→ **What is asked**: Reproduce, word for word, the lines from the start of the records through the line containing "Masks with several", both included.

[Items listed in a dataset]

# # # #

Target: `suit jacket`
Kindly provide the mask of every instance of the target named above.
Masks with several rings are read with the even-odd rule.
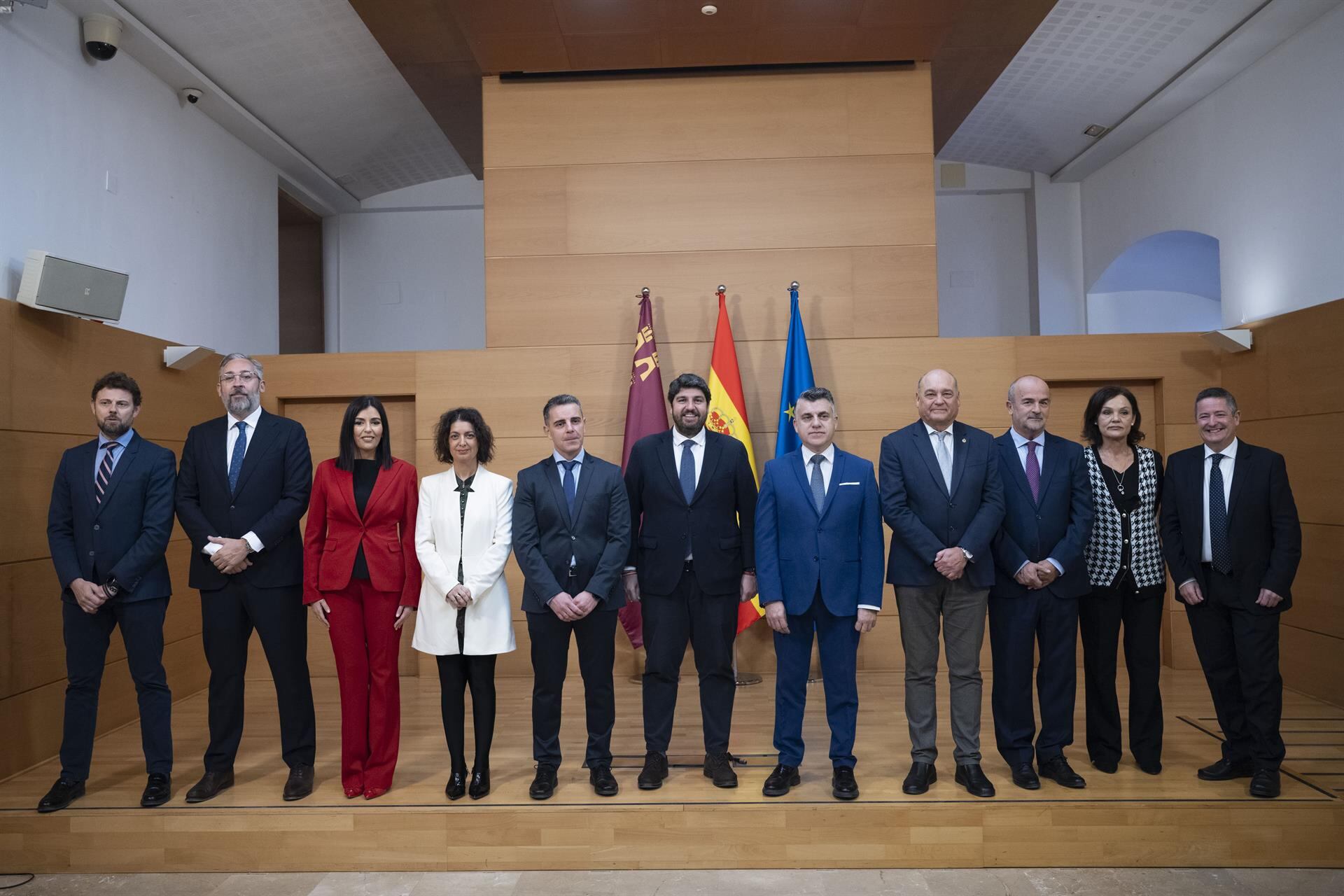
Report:
[[[630,502],[621,467],[583,455],[574,494],[574,517],[554,457],[519,470],[513,497],[513,557],[523,571],[523,610],[546,613],[547,600],[570,588],[598,599],[598,610],[625,606],[621,567],[630,553]]]
[[[1093,496],[1087,461],[1077,442],[1046,433],[1046,463],[1040,469],[1040,501],[1031,497],[1012,431],[995,439],[999,474],[1004,482],[1004,521],[995,536],[996,598],[1020,598],[1027,586],[1013,576],[1023,563],[1054,557],[1064,574],[1046,586],[1056,598],[1079,598],[1091,591],[1083,548],[1091,537]]]
[[[1204,446],[1167,458],[1163,485],[1163,553],[1172,582],[1195,579],[1204,598],[1208,582],[1200,563],[1204,544]],[[1227,536],[1232,580],[1242,606],[1251,613],[1282,613],[1293,606],[1293,576],[1302,559],[1302,527],[1288,484],[1284,455],[1238,441],[1227,501]],[[1284,598],[1277,607],[1255,603],[1261,588]]]
[[[802,449],[767,461],[757,498],[755,556],[761,603],[806,613],[821,599],[837,617],[882,606],[882,506],[872,462],[836,449],[831,488],[817,512]]]
[[[700,590],[738,594],[742,571],[755,567],[757,488],[742,442],[704,434],[700,480],[688,505],[672,459],[672,430],[645,435],[630,449],[625,493],[636,533],[628,566],[638,570],[641,591],[672,592],[689,536]]]
[[[93,486],[99,441],[62,454],[51,484],[47,545],[60,579],[60,599],[75,599],[70,590],[75,579],[94,584],[116,579],[121,586],[118,600],[167,598],[172,583],[164,553],[172,536],[176,461],[172,451],[136,433],[99,504]]]
[[[923,420],[882,439],[882,517],[891,527],[887,582],[930,586],[942,582],[933,568],[943,548],[962,547],[974,556],[962,574],[972,586],[995,583],[991,551],[1004,519],[999,451],[989,433],[952,424],[952,494]]]
[[[304,582],[304,536],[298,521],[308,509],[313,459],[308,434],[296,420],[261,412],[249,433],[238,489],[228,492],[228,427],[233,416],[216,416],[187,433],[177,470],[177,520],[191,539],[191,587],[222,588],[230,576],[204,553],[210,536],[241,539],[255,532],[262,549],[251,567],[237,574],[258,588]]]
[[[504,566],[513,544],[513,484],[477,467],[462,521],[453,470],[421,480],[415,516],[415,553],[425,571],[419,618],[411,646],[422,653],[484,656],[513,650],[513,614]],[[457,609],[446,595],[457,584],[457,563],[472,592],[466,604],[464,649],[457,647]]]
[[[378,472],[363,517],[355,505],[355,474],[335,459],[319,463],[304,529],[304,603],[348,586],[360,547],[374,588],[401,594],[406,607],[419,603],[418,506],[415,467],[406,461],[392,458],[391,469]]]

# # # #

→ **Expected answer**:
Target: `suit jacket`
Kindly provide the mask of every instance of the target named above.
Masks with several rings are read with the even-odd rule.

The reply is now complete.